— Exercise details —
Your answer consists of the lines in the data that contain "below". Copy each of them.

Records to use Block Start

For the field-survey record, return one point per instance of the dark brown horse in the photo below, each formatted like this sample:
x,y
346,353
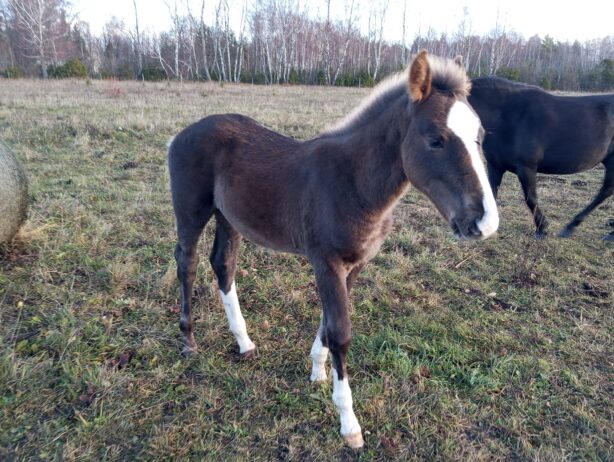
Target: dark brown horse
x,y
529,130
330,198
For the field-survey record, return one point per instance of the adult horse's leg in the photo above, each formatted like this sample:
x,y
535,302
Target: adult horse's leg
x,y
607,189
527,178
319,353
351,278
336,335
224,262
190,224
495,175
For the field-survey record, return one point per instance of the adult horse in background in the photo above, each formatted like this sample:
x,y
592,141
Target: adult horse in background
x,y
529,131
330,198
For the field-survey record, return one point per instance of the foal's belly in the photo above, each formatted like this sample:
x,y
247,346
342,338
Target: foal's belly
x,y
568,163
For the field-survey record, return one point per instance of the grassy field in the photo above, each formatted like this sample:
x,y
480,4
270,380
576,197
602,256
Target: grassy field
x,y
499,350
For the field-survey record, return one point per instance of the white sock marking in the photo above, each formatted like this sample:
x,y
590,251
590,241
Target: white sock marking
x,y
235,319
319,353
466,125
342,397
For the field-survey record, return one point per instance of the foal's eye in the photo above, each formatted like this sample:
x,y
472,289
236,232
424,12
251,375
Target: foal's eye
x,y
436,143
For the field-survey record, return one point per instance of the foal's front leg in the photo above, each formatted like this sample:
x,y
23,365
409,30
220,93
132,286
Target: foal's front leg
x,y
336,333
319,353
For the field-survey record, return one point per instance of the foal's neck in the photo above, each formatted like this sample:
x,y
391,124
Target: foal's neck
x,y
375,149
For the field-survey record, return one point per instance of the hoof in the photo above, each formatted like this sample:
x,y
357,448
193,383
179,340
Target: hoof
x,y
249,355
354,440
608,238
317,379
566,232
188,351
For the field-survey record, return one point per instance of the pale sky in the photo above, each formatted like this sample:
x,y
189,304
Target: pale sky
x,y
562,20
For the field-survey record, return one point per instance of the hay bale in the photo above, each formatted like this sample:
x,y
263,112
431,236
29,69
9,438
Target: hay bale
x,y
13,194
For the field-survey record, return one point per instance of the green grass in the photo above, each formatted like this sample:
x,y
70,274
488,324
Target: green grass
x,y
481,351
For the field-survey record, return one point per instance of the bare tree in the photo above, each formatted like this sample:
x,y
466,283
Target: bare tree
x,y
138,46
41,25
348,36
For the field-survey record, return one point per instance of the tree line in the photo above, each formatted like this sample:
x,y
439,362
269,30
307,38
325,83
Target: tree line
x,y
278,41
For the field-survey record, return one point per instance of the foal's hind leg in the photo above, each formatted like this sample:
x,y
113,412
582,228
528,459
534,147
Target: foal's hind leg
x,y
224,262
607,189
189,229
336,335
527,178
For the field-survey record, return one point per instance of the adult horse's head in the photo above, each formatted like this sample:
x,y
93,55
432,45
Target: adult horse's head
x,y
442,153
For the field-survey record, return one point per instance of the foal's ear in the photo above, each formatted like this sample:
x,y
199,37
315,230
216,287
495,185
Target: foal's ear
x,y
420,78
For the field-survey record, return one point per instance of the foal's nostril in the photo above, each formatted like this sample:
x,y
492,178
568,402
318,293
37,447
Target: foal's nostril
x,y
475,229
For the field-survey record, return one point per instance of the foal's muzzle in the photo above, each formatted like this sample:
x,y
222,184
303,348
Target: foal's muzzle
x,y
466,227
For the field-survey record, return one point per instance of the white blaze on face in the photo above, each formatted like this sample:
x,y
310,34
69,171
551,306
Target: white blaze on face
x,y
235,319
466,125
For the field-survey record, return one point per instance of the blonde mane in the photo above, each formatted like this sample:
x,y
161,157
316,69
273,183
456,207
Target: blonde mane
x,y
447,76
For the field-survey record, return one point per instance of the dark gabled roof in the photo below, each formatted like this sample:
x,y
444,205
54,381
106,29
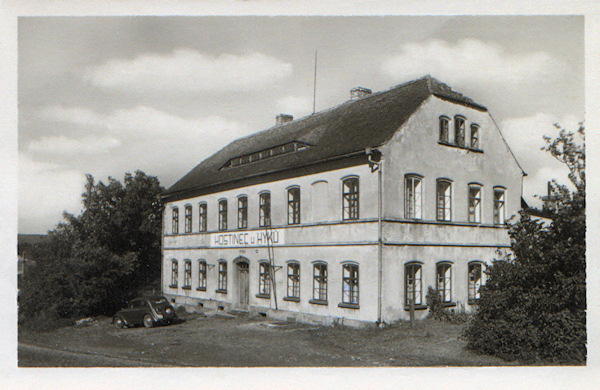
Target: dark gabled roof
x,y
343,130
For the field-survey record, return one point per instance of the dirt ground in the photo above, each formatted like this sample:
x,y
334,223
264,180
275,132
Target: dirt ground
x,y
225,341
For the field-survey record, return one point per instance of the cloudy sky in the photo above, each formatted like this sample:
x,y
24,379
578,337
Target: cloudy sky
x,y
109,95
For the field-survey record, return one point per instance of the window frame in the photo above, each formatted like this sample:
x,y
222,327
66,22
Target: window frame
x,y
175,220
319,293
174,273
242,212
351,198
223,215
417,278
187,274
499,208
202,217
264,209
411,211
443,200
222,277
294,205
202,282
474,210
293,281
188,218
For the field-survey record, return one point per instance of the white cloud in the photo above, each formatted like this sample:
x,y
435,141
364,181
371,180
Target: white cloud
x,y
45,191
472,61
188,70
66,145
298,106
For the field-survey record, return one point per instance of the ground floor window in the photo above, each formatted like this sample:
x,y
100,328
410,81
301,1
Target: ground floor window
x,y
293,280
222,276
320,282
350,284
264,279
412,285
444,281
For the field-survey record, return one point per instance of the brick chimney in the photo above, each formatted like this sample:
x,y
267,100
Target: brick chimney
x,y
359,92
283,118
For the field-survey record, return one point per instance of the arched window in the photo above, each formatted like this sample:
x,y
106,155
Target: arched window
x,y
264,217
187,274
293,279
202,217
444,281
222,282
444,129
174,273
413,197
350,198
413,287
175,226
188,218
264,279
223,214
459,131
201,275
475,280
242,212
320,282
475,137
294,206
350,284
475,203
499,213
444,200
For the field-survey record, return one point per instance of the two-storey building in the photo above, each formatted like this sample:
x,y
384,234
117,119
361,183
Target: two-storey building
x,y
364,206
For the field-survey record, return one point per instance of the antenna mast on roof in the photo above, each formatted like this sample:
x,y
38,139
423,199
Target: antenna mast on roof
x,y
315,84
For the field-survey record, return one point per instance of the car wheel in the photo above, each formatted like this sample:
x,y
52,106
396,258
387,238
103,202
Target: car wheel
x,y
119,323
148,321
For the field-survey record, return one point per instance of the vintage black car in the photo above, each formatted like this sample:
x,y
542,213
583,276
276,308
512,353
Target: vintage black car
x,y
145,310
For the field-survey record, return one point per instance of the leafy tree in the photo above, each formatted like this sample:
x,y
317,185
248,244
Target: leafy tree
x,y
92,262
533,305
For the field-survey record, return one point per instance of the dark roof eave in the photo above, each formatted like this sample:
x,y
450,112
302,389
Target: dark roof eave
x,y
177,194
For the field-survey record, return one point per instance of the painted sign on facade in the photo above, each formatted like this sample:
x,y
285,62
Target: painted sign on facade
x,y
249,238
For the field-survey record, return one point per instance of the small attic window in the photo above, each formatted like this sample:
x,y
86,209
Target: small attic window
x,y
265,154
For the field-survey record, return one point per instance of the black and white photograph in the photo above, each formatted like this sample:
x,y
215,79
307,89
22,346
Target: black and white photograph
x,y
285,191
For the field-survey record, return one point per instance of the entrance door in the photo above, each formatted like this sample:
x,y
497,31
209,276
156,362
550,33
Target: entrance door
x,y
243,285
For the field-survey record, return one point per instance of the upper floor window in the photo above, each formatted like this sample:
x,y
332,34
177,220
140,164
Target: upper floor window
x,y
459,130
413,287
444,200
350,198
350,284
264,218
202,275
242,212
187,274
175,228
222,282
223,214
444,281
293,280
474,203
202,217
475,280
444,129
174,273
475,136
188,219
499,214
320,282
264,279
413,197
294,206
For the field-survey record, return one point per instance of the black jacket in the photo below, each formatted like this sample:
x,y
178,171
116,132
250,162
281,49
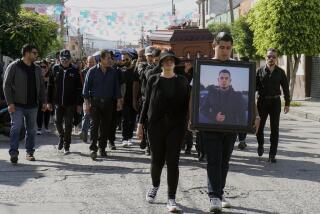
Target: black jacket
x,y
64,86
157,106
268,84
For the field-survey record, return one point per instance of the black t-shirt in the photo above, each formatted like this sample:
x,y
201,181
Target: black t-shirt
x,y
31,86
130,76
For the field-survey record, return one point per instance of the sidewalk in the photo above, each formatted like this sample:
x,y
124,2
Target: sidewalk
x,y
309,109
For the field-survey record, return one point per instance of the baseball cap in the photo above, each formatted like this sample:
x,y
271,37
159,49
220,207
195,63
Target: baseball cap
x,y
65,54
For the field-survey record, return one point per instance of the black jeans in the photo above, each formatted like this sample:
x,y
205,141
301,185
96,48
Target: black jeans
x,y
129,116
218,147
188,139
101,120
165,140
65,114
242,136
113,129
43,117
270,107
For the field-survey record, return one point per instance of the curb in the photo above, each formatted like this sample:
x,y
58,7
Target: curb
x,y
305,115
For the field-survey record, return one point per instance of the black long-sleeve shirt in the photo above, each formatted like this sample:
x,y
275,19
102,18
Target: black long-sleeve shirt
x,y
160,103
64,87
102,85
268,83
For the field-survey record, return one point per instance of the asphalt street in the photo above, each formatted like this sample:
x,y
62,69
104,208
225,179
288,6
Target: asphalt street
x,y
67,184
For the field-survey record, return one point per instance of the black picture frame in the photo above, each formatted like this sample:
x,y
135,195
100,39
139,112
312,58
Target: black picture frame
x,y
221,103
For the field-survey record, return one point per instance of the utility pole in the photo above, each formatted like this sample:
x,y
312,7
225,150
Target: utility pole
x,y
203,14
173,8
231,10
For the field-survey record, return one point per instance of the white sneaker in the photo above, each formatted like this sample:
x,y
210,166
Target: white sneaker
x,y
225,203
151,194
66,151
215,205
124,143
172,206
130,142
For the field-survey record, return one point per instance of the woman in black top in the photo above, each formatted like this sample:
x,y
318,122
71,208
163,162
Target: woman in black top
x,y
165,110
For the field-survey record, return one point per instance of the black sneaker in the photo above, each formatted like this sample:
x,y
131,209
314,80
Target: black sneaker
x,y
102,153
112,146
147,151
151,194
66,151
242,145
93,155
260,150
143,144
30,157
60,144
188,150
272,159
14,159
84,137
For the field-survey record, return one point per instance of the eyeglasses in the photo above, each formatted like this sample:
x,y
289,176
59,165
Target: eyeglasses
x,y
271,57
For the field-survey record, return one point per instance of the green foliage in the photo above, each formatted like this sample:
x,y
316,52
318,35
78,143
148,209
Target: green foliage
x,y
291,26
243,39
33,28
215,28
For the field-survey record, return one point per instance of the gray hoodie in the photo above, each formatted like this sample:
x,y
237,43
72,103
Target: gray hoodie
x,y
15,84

Records to use Block End

— Answer area —
For the field-survey record, return one point per instance of the dark brown horse in the photo below, each formatted like this sample:
For the field-survey record, return one point per instance of the dark gabled roof in the photo below, each formatted like this sample:
For the field-survey record, return one point per instance of the black jacket in the photo below, each formatted like this sample:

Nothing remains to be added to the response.